> **Reading passage**
* * * * *

On some slightly more careful analysis, then, things seem fairly simple. Identifying racists is difficult at best, and strong political opposition seems to be completely unconnected to the presence of racism. So maybe the best way for us all to proceed is to treat “racist” and “racism” as words which themselves have no place in civilized political discourse anymore.

And what should we do with those angry white protestors who are expressing anything but fondness for our first black President? I say we celebrate them, even if we don’t agree with them.

See, America won’t be racially healed until we’re willing to accept a world in which whites sometimes hate blacks for reasons completely unrelated to race and in which this hatred isn’t misdiagnosed as racism. The right to be hated for reasons other than skin color, as weird as it sounds, might just be the key test of a truly equal society. We’ve finally elected a black man President. The question remains whether we’ll truly fulfill this amazing accomplishment by allowing white Americans to openly and fearlessly oppose him without being called racists.

3 comments:

Tom Degan's Daily Rant said...

* * * * *

> **Rows**
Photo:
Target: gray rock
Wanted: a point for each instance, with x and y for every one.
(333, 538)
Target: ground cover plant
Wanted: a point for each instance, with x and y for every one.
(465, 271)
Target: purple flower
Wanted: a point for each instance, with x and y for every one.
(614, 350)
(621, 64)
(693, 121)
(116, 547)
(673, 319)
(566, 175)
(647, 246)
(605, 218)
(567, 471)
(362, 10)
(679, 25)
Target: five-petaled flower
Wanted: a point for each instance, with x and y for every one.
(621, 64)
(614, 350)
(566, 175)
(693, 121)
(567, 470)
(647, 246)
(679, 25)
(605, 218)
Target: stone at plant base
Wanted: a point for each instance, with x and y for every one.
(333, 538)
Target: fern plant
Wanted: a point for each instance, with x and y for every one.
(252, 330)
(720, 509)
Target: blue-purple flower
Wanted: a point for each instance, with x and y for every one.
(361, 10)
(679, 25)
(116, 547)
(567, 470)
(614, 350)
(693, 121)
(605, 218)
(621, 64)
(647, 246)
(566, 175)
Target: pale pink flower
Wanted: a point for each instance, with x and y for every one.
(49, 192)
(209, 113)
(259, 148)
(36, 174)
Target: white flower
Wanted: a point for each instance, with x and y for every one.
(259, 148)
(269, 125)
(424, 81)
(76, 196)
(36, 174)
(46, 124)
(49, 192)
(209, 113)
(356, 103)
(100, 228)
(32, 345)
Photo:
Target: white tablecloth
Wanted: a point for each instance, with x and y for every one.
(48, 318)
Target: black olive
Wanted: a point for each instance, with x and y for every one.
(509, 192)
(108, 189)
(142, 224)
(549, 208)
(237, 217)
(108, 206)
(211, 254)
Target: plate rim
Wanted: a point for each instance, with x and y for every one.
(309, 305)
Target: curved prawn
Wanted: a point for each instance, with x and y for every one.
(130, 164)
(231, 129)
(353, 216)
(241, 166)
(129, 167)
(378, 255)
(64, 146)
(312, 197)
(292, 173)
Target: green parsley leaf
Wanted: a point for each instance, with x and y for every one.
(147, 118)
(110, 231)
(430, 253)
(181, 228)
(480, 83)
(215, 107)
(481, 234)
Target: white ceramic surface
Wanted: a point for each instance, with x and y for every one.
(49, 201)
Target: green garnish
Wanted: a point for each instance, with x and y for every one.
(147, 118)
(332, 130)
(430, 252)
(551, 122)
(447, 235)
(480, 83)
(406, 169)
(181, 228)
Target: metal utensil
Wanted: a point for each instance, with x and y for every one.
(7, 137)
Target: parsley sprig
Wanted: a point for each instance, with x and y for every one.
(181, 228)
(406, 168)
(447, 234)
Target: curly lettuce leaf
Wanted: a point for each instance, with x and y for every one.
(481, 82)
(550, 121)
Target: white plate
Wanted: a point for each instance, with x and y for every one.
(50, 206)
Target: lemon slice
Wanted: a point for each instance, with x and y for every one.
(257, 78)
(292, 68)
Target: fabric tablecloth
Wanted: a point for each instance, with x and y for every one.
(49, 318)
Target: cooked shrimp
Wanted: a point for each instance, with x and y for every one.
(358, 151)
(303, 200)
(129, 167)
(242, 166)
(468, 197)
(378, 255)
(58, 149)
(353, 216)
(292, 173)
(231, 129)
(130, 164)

* * * * *

> **Your tasks**
A. Answer these questions from the passage on race and political opposition, one line each.
(i) According to the first paragraph, strong political opposition seems to be unconnected to what?
(ii) What does the writer propose doing with the angry white protestors?
(iii) What does the writer say might be the key test of a truly equal society?
B. In the passage on race and political opposition, condense the paragraph that opens "See, America won't be racially healed" while keeping its main points.

> **Problem solutions**
A.
(i) The presence of racism.
(ii) Celebrating them, even without agreeing with them.
(iii) The right to be hated for reasons other than skin color.

B. America will not be racially healed until people accept that whites may sometimes hate blacks for reasons unrelated to race, and that this hatred should not be misdiagnosed as racism. Being hated for reasons other than skin color may be the key test of a truly equal society. A black man has been elected President. The open question is whether white Americans will be allowed to oppose him openly and fearlessly without being called racists.